HOW TO COMPLETE THIS TASK
Among the entries below, find every line that has "bark" and pull it out.

[Opening INPUT RECORDS section]

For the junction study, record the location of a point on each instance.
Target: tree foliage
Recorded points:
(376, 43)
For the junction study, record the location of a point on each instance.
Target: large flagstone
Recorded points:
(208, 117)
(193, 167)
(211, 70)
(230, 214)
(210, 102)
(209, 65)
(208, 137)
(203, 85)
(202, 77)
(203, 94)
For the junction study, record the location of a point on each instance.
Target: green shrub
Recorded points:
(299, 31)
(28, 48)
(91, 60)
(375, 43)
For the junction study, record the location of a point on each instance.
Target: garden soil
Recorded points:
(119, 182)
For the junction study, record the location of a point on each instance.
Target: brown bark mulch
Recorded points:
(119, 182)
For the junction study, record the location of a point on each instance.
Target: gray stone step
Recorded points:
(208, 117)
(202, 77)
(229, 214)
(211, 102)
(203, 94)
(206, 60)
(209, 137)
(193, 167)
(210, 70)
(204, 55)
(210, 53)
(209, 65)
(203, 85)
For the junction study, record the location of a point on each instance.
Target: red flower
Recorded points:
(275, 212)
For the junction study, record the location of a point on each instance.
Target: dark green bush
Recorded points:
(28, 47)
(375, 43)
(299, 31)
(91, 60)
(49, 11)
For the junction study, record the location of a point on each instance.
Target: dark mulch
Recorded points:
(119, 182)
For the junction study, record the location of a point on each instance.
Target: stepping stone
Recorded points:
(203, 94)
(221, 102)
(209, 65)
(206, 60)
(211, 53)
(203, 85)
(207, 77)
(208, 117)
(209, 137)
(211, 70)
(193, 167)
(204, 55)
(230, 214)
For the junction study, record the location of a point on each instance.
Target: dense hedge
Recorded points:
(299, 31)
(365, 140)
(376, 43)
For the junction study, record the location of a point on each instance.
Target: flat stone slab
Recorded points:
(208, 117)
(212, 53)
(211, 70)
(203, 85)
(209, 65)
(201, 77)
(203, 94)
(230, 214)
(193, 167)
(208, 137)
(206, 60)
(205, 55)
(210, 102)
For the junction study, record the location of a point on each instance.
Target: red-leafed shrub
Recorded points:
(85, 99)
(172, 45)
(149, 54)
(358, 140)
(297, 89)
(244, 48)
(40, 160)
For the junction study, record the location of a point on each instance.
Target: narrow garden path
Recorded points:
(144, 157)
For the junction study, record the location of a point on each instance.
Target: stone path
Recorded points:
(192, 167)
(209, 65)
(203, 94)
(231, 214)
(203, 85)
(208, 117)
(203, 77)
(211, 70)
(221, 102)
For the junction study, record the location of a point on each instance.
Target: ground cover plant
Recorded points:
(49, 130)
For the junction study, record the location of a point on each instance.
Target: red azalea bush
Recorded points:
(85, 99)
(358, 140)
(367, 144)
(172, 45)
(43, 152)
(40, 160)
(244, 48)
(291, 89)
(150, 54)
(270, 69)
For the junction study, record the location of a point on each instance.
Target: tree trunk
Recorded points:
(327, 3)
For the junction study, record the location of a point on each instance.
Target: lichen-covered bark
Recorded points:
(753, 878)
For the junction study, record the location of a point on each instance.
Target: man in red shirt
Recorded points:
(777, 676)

[Closing INPUT RECORDS section]

SOLUTION
Target: brown bark mulch
Target: lichen-covered bark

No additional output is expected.